▶ [Auszug]

--*--

Zu Besuch bei den Murmeltieren

Auf Murmels Spuren

Murmeltiere gehören zur Familie der Erdhörnchen und besiedeln die Alpen seit der letzten Eiszeit. Für unsere Kinder sind sie einfach nur »süüüüß«. Höchste Zeit also, ihnen mal mit einem kleinen Microadventure nachzustellen.

Murmeltiere sind Werbeweltmeister für die Berge. Ihr Antlitz ziert Alpenmilch-Schokolade, Bergbauernmilch und Kräuterquark. Eine bekannte Outdoor-Marke verdankt ihnen ihren Namen, doch so richtig beobachten – in wirklich freier Wildbahn – konnten unsere Kinder die drolligen Tiere bislang noch nicht. Zu gut verstecken sie sich vor den Tagestouristen oder der Mittagshitze in ihren riesigen Höhlensystemen. »Abends und wenn das Wetter schlechter ist, kommen die Tiere heraus«, erklären wir ihnen. »Dann sind wir aber nicht da …«, antworten sie. Stimmt.

--*--

▶ [Gespeicherte Daten]
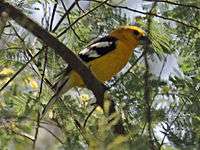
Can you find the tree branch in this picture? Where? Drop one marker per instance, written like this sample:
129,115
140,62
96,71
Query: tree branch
67,55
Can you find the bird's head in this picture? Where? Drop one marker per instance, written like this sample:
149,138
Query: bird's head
130,35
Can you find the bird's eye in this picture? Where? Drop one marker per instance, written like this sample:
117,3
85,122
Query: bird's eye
136,33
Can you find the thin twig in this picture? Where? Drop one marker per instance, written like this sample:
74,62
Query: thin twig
56,137
53,14
36,129
63,17
82,16
19,71
89,116
174,3
149,13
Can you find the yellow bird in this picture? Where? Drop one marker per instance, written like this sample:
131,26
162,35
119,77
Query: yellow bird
105,57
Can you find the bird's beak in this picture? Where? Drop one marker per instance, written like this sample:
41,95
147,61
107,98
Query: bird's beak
144,40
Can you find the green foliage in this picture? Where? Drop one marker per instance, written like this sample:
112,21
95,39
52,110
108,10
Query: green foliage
174,103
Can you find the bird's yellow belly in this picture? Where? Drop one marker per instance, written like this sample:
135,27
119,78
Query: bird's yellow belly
105,67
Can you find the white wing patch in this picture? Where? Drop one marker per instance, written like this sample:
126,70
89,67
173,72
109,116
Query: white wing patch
90,50
101,44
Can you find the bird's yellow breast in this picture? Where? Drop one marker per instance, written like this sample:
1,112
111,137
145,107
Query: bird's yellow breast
106,66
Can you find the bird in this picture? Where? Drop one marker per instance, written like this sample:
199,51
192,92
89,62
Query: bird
105,57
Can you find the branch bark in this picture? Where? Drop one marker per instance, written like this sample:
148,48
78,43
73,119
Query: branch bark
65,53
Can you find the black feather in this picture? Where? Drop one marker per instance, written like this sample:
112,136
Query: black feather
99,51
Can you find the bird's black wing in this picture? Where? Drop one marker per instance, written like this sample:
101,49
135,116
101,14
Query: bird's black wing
98,48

--*--

▶ [Zu erledigen]
(a) Beantworte die folgenden Fragen zum Text über die Murmeltiere:
(i) Zu welcher Tierfamilie gehören Murmeltiere?
(ii) Seit wann besiedeln Murmeltiere die Alpen?
(iii) Wann kommen die Tiere aus ihren Höhlen heraus?
(b) Führe den Text über die Murmeltiere nach seinem letzten Satz weiter.

▶ [Lösungen]
(a)
(i) Zur Familie der Erdhörnchen.
(ii) Seit der letzten Eiszeit.
(iii) Abends und wenn das Wetter schlechter ist.

(b)
Früher – noch ohne Nachwuchs – bekamen wir die Nager öfter zu sehen. Beim abendlichen Zustieg zur Bernhardseck im Lechtal beispielsweise beobachteten wir eine ganze Kolonien bei der Nahrungssuche. Ein Murmeltier-Kindergarten nistete sich beim Gipfelbiwak in den französischen Alpen neben uns ein. Das würden wir auch gerne mal mit unseren Kindern erleben …

Also auf in die Berge: Die Gjaid-Alm am Dachstein bietet – neben den Schlafplätzen in der Hütte – Zeltplätze im direkten Hüttenumfeld an. Das scheint uns ein gelungener Kompromiss zwischen Sicherheit einer Berghütte (Es gibt einen extra – immer zugänglichen – Schlafraum, wenn es nachts zu gruselig wird.) und Camperfreiheit (Matratzenlager können wir uns mit den Kindern noch nicht vorstellen.). Außerdem ist der Hüttenzustieg denkbar einfach: mittels Gondel (=Murmelbahn) geht es über den Hohen Krippenstein und dreimal Umsteigen fast direkt vor die Gjaid-Alm. Trotzdem sind die Seilbahntechnik und das Skigebiet von der Hütte nicht zu sehen.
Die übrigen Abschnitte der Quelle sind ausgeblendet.